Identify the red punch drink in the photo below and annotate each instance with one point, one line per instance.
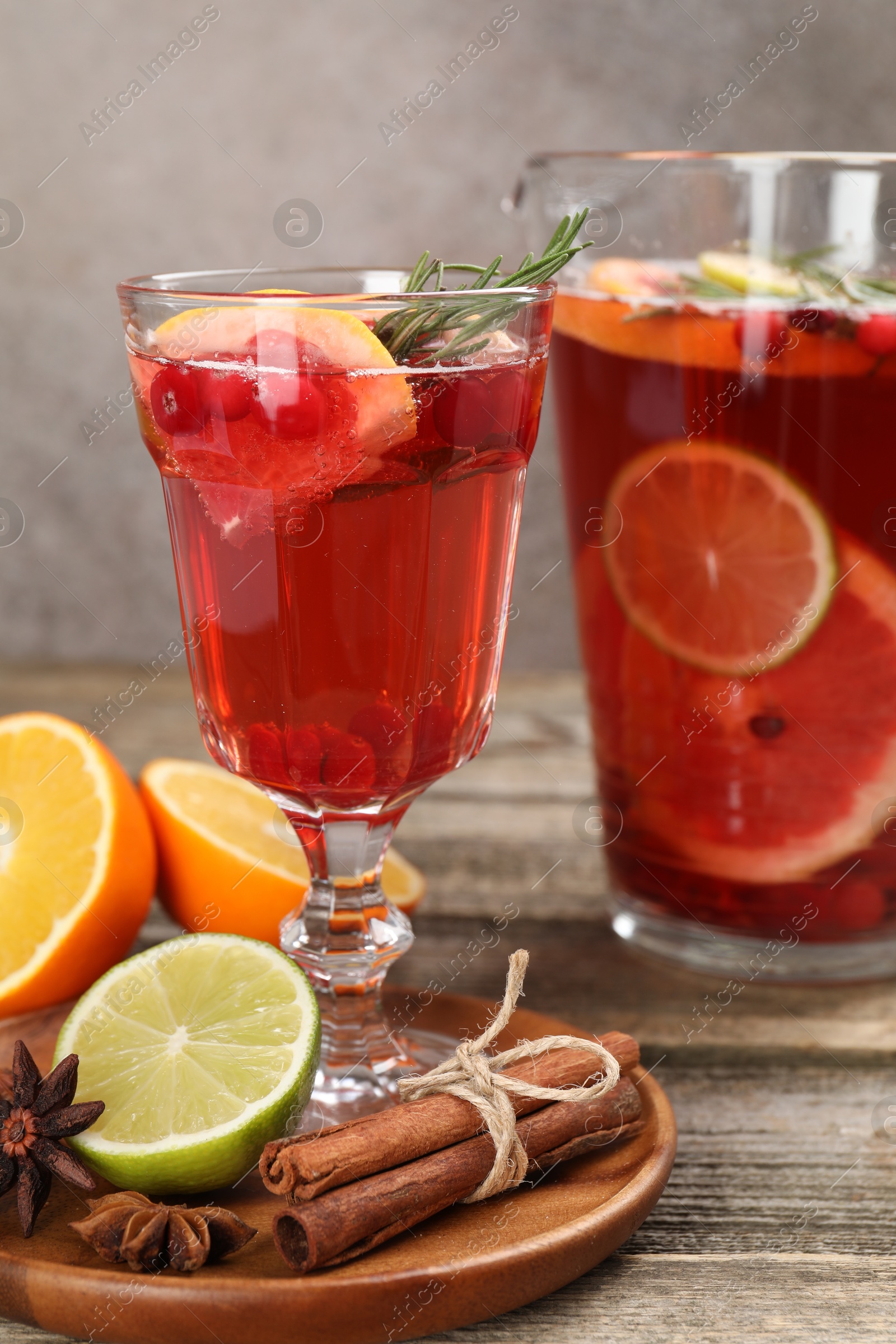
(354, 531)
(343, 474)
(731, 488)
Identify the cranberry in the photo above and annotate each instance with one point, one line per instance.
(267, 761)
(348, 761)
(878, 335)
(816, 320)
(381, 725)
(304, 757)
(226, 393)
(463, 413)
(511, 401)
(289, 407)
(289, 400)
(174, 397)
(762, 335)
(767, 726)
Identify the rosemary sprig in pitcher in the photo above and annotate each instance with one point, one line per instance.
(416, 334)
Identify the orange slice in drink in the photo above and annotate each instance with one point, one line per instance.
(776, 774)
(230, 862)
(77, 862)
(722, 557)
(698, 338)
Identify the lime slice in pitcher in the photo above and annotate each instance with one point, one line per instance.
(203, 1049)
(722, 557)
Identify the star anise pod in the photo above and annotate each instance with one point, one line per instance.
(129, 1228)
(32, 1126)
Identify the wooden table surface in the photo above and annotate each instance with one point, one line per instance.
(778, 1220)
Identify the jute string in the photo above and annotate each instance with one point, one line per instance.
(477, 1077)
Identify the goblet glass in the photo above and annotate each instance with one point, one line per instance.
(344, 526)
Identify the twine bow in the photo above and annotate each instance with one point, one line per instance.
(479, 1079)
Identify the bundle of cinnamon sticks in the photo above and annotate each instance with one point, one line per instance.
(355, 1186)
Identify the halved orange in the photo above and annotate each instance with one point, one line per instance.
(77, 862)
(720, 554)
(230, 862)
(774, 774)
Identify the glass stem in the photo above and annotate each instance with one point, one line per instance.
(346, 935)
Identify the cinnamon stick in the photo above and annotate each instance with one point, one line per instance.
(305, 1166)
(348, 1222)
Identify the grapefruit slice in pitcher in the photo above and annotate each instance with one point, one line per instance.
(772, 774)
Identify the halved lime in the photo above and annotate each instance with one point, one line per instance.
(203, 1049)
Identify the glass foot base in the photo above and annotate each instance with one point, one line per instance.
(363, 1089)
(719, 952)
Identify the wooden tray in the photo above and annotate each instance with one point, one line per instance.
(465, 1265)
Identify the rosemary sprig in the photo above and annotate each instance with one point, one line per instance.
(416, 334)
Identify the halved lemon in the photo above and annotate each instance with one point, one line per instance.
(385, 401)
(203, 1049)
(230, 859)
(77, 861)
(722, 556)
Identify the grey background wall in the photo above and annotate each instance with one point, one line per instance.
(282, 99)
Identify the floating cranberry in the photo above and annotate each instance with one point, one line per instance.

_ _ _ _ _

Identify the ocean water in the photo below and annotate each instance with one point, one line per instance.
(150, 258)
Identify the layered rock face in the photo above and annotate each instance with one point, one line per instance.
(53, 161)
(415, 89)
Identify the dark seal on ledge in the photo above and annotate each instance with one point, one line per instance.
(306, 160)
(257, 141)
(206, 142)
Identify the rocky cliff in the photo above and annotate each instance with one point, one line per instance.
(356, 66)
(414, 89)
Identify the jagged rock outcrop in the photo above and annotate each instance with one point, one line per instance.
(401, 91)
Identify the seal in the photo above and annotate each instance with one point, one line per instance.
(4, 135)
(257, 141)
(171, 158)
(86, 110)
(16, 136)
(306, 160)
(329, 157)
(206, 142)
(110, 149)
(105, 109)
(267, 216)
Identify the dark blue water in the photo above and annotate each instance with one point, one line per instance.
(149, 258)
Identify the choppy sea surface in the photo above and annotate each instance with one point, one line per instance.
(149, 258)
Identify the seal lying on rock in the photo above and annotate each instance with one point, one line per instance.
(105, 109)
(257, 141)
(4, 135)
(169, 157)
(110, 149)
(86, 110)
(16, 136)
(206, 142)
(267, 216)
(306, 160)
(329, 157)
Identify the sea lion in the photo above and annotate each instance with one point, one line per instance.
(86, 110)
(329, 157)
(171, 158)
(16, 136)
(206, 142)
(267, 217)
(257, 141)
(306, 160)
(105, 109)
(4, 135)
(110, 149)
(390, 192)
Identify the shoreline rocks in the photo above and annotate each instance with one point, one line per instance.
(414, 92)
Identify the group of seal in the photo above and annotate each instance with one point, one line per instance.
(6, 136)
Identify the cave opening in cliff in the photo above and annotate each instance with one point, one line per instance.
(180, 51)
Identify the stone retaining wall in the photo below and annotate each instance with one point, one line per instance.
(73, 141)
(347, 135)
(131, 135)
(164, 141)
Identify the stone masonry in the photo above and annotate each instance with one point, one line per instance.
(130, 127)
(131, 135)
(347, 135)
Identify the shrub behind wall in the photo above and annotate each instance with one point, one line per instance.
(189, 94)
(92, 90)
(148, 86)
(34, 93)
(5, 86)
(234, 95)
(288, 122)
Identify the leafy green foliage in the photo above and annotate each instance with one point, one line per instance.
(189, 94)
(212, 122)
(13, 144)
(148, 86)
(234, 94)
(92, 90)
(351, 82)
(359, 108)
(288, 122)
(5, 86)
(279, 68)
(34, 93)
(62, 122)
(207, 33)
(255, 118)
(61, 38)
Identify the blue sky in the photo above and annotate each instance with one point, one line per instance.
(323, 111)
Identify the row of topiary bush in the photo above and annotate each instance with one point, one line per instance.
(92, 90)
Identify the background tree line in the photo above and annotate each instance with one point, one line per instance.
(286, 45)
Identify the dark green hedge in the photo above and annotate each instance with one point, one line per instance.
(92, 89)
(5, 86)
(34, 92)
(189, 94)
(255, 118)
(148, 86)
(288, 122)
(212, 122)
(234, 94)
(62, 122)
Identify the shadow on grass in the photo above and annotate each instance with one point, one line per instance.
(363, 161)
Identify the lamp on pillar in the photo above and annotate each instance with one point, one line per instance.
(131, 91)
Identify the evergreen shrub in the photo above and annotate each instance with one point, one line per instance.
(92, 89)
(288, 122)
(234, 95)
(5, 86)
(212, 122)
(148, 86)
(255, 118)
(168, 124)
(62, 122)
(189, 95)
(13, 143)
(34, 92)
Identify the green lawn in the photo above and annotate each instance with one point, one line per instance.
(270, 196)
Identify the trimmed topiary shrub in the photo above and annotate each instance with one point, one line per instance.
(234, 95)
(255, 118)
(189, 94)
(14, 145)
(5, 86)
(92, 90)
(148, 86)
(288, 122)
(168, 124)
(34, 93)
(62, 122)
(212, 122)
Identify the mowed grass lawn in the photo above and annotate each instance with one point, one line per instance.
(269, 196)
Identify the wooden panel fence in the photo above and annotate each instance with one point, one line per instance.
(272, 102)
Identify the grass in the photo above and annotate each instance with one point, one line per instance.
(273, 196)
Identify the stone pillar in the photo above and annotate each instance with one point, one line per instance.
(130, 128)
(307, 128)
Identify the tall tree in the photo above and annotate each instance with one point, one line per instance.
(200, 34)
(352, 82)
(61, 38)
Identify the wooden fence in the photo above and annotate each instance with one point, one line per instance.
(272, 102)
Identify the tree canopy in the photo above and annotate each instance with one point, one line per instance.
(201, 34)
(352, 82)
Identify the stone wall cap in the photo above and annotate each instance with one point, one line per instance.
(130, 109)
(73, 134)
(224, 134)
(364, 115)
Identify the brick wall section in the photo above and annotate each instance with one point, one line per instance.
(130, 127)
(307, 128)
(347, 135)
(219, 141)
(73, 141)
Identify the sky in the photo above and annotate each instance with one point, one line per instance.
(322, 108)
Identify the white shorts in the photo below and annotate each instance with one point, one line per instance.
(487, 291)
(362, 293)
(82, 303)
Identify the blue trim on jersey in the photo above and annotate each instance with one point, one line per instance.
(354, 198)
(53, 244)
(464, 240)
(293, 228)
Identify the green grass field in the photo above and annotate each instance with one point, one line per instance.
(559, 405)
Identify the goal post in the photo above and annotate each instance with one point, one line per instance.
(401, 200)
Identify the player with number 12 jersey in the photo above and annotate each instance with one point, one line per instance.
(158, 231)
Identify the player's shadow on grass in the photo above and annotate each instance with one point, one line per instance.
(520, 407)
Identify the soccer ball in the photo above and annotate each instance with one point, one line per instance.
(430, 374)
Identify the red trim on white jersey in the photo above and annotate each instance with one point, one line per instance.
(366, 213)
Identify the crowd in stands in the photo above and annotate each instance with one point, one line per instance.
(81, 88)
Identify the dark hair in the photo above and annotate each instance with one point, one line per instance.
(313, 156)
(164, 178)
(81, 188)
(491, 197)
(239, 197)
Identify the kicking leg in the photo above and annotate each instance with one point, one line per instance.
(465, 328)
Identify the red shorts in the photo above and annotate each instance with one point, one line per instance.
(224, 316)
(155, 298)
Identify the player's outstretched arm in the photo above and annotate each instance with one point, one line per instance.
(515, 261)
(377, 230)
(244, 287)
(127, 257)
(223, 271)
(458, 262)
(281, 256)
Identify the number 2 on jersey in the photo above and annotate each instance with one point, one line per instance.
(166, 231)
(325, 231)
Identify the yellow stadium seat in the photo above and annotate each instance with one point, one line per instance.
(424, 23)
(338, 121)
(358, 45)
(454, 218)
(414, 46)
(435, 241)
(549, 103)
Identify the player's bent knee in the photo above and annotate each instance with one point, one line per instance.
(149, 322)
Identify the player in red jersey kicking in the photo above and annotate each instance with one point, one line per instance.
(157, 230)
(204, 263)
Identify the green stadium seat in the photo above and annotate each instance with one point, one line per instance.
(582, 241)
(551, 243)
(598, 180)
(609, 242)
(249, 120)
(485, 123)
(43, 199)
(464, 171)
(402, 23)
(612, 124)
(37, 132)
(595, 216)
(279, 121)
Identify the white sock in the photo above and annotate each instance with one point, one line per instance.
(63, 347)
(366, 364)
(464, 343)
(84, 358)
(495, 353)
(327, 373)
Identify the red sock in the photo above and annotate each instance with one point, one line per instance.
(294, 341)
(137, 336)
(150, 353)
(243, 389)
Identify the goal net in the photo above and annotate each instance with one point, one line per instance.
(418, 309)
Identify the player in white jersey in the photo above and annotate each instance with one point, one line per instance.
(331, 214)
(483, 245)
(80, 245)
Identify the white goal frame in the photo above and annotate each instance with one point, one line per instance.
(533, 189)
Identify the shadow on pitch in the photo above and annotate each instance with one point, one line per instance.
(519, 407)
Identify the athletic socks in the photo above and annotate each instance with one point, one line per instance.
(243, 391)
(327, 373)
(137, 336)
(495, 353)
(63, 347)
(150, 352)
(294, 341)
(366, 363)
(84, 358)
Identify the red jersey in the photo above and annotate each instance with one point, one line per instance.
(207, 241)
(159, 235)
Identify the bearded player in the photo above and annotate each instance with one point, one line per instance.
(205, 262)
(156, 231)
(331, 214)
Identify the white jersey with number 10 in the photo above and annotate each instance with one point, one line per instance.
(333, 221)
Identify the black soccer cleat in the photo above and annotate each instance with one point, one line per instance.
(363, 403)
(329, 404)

_ _ _ _ _

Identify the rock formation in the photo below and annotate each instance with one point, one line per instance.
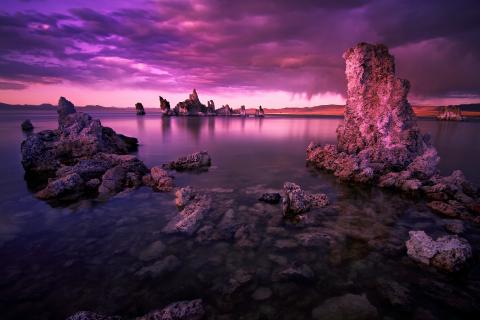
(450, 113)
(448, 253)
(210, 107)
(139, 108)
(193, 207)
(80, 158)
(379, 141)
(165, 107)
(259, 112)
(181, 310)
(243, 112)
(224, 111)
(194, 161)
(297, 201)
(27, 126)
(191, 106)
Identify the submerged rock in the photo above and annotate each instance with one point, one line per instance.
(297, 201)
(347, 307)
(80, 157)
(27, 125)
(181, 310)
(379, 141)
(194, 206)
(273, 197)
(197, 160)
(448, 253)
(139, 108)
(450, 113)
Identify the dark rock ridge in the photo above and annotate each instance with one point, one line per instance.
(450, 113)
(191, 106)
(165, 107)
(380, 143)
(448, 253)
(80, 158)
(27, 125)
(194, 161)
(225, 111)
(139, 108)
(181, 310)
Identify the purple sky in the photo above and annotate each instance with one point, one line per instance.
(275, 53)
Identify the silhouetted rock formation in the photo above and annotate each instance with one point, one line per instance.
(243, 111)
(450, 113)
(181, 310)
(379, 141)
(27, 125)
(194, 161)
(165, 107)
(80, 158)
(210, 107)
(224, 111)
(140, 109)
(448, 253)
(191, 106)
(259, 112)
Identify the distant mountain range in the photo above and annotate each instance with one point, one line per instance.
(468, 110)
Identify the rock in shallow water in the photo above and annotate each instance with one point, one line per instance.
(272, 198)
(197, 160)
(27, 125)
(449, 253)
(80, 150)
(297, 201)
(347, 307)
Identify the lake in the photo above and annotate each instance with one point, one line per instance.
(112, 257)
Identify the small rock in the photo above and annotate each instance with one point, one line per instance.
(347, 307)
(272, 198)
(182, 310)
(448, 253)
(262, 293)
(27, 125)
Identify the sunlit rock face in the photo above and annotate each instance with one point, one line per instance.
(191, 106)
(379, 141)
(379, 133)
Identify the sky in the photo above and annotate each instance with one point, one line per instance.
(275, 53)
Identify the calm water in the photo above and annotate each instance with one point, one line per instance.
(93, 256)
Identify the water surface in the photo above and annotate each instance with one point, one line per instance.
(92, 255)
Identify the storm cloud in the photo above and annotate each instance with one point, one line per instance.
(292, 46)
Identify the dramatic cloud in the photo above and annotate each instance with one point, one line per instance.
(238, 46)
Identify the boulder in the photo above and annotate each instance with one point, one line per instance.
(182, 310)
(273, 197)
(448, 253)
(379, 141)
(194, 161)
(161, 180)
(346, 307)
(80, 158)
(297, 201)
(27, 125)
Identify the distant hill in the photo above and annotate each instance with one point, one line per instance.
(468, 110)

_ _ _ _ _

## AIM OF THE TASK
Pick out every line in the records that contains the word "topiary" and copy each one.

## RESULT FOR THIS EXERCISE
Identify the row of topiary bush in the photo above and annotate each instance with one point, one line per instance.
Identify the trimmed topiary shrub in the photo above and annotate each instance with one point, one line per instance.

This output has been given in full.